* [What the exercise asks]: Leave out the pictures and restate the rest of the data exactly.

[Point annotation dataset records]

========

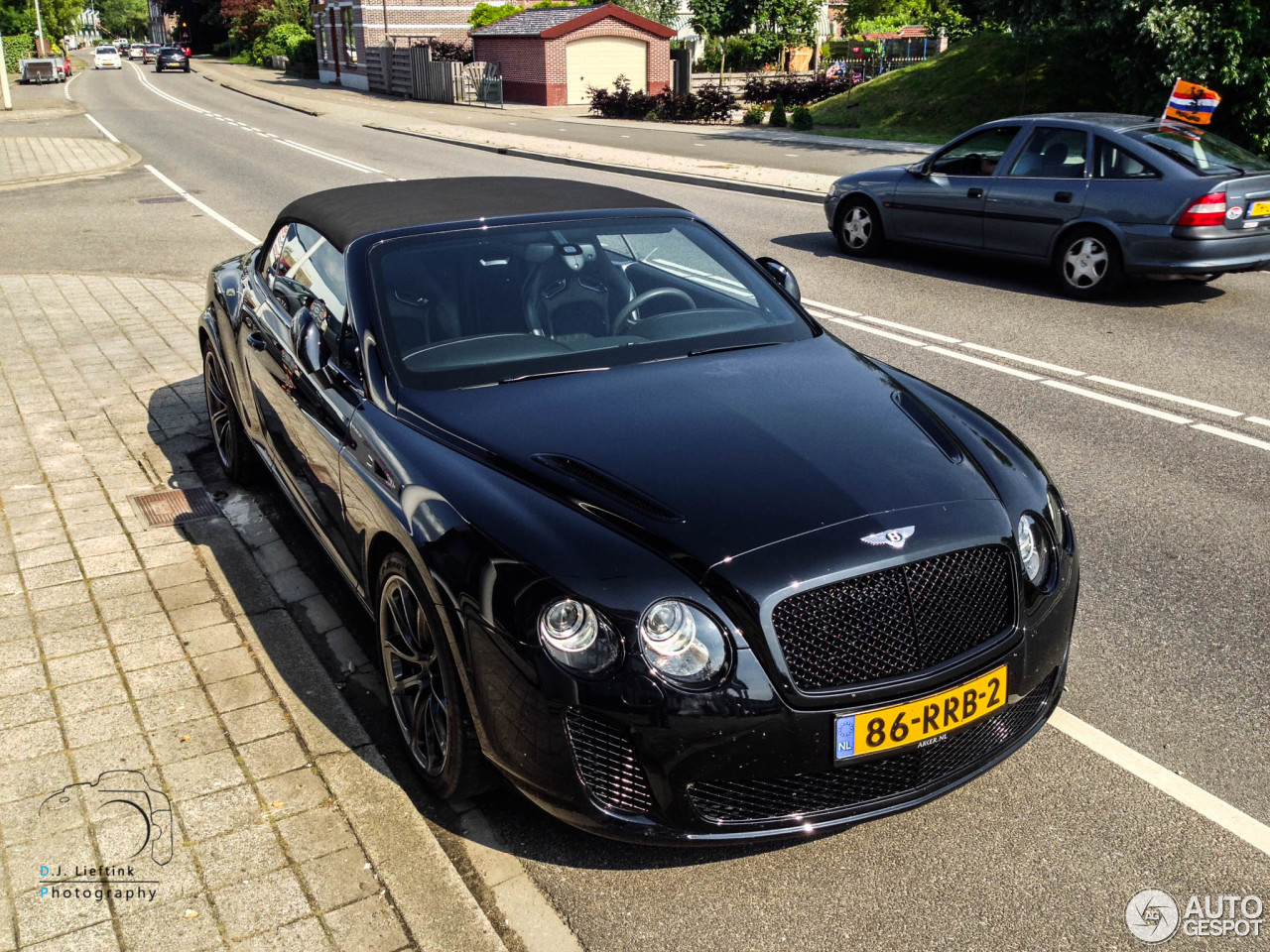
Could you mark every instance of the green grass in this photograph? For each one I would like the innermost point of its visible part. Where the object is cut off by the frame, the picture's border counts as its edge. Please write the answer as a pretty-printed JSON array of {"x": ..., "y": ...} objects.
[{"x": 980, "y": 79}]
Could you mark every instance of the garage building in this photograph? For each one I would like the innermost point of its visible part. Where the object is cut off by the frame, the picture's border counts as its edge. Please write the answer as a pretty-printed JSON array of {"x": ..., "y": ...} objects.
[{"x": 552, "y": 56}]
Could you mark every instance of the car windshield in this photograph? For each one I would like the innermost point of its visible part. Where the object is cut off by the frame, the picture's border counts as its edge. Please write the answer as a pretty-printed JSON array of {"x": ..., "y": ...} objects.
[
  {"x": 1205, "y": 151},
  {"x": 507, "y": 303}
]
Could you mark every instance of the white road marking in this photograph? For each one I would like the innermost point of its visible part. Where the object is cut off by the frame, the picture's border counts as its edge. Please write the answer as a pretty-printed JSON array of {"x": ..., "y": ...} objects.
[
  {"x": 1232, "y": 434},
  {"x": 1228, "y": 817},
  {"x": 879, "y": 331},
  {"x": 1162, "y": 395},
  {"x": 1029, "y": 361},
  {"x": 243, "y": 234},
  {"x": 1118, "y": 402},
  {"x": 103, "y": 128},
  {"x": 988, "y": 365}
]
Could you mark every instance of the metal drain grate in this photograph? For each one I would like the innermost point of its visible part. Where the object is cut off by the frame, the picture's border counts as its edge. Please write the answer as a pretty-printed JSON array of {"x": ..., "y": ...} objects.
[{"x": 176, "y": 507}]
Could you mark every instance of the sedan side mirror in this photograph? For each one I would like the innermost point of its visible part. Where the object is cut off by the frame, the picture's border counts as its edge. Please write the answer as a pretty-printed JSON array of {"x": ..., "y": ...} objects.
[
  {"x": 783, "y": 276},
  {"x": 308, "y": 341}
]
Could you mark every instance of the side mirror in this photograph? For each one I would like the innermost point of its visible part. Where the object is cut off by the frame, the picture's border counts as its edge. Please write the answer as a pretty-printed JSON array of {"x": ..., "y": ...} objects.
[
  {"x": 783, "y": 276},
  {"x": 308, "y": 341}
]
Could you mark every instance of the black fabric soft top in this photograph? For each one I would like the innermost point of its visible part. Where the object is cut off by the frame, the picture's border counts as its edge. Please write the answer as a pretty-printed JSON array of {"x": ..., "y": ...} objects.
[{"x": 345, "y": 213}]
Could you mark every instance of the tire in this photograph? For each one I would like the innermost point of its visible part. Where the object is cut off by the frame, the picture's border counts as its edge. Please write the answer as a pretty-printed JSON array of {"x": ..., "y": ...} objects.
[
  {"x": 423, "y": 685},
  {"x": 858, "y": 227},
  {"x": 1087, "y": 264},
  {"x": 231, "y": 443}
]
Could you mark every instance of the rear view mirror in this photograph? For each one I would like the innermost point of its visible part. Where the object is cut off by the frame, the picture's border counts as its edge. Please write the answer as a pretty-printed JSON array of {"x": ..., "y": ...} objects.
[{"x": 784, "y": 277}]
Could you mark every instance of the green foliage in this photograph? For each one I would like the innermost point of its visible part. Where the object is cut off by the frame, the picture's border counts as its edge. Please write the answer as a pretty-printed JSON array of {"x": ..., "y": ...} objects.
[{"x": 17, "y": 48}]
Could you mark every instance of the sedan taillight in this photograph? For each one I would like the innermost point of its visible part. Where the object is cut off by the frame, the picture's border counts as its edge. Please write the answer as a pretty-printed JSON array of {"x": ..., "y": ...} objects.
[{"x": 1209, "y": 209}]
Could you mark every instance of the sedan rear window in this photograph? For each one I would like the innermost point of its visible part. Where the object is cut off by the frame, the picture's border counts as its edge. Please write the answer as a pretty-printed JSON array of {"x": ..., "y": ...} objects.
[
  {"x": 503, "y": 303},
  {"x": 1203, "y": 151}
]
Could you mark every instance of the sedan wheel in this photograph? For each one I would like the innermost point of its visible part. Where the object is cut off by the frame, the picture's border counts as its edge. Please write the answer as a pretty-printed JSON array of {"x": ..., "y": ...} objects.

========

* [Answer in full]:
Could you mark every instance of the green grass in this photograph? For each one I would like the innermost point of its visible part. Where the object is cut off by the frame, the picture's border counts as its edge. Please write the answer as a pretty-printed JSON array of {"x": ..., "y": ...} objects.
[{"x": 980, "y": 79}]
Could you mark every instance of the garage building in this photograph? For each one I would like the innermost point of its visible part. Where the object is cut off by the frame, the picture's border counts as its edge. Please write the answer as a pretty-printed JSON array of {"x": ..., "y": ...} objects.
[{"x": 552, "y": 56}]
Could you mark every instance of the car windshield in this photograph? For each one I would like the innermost point of its visible part. Where the object is cut off by the frame, the picture's border counts as its edge. Please write the answer as a pretty-printed JSON array of {"x": ..., "y": ...} objects.
[
  {"x": 1205, "y": 151},
  {"x": 507, "y": 303}
]
Could you mark every instance of the white road marking in this photograph? For each one I would like the innermost point of its visible part. Where the object is cut off by the frame, the picture's border counts as its edge. Please write the answer as a pretty-printed JSON array of {"x": ..., "y": ...} objects.
[
  {"x": 1232, "y": 434},
  {"x": 1228, "y": 817},
  {"x": 879, "y": 331},
  {"x": 1162, "y": 395},
  {"x": 1029, "y": 361},
  {"x": 243, "y": 234},
  {"x": 1118, "y": 402},
  {"x": 103, "y": 128},
  {"x": 988, "y": 365}
]
Could you mark every instance of the metal drain grate in this photograph? For each one I would like the innermost point of its visible part. Where the object is cut off by the frame, the picture's border counts as its edge. Please write the answer as a pretty-printed JSON array of {"x": ..., "y": ...} objects.
[{"x": 176, "y": 507}]
Could you mark every instance of the sedan side mirror in this photograph? For each one I would like the innermost point of its visible part. Where the object is cut off by the frame, the picture's border counts as its edge. Please write the answer as a pretty-printed JSON array of {"x": ..., "y": ...} objects.
[
  {"x": 783, "y": 276},
  {"x": 308, "y": 341}
]
Could you mark every instance of the side mirror in this photograph? For each one I would like the innermost point of its visible part. Where the object is cut off by the frame, the picture's border counts as its edge. Please write the answer as a pretty-printed JSON array of {"x": ..., "y": ...} objects.
[
  {"x": 783, "y": 276},
  {"x": 308, "y": 341}
]
Could you mark every instance of the black fabric soft top in this photograph? For each one I would like the innermost point of its visible part. Where the object is cut off by the frame, the picture's border counts as its edge. Please write the answer as a pretty-printed JSON array of {"x": ..., "y": ...} objects.
[{"x": 345, "y": 213}]
Could you mark every instance of the tire in this photograph? For each one I would like the innermost point of its visible part. Where the object is cut off by the frame, the picture's border counts as its edge. Please write the answer as a pretty-printed JSON array of {"x": ..., "y": ...} objects.
[
  {"x": 423, "y": 685},
  {"x": 858, "y": 227},
  {"x": 1087, "y": 264},
  {"x": 231, "y": 443}
]
Could you mark every instance of the rear view mirror in this photograph? For each one I would like the innermost point of its visible part. Where the object is cut off by the frame, the picture's border counts as its edge. Please write the answer as a pretty-printed JSON array of {"x": ..., "y": ...} objects.
[{"x": 784, "y": 277}]
Could you mark every instance of the green foliage in this photograph? For each one I would like the innermost point of its visible part. Where the object is cut off by the frame, the picture's border counts as its edge. Please write the answer as a pretty-printed JSON array of {"x": ..., "y": ...} objects.
[{"x": 17, "y": 48}]
Could you mark every instance of the sedan taillight in this photograph? For each one I would like the innermost point of its visible part. Where the object is cut off by the frame, the picture's border counts as its edge. Please write the answer as a pretty-printed JSON array of {"x": ..., "y": ...} objects.
[{"x": 1209, "y": 209}]
Could you mark every instance of the sedan rear window in this photograph? For each one I would like the innermost point of its visible part. Where the object is cut off by the frame, the picture's border counts as its edge. Please write the answer as a pretty-printed JSON array of {"x": ..., "y": ...} objects.
[
  {"x": 503, "y": 303},
  {"x": 1203, "y": 151}
]
Could you mark every instance of the sedan wheel in this photograph? For each one I would like the innermost point of its visible part. Where the object is cut off by the frame, the picture's border counts as its edge. Please write the answer as a pretty-printed JSON array of {"x": ..., "y": ...} objects.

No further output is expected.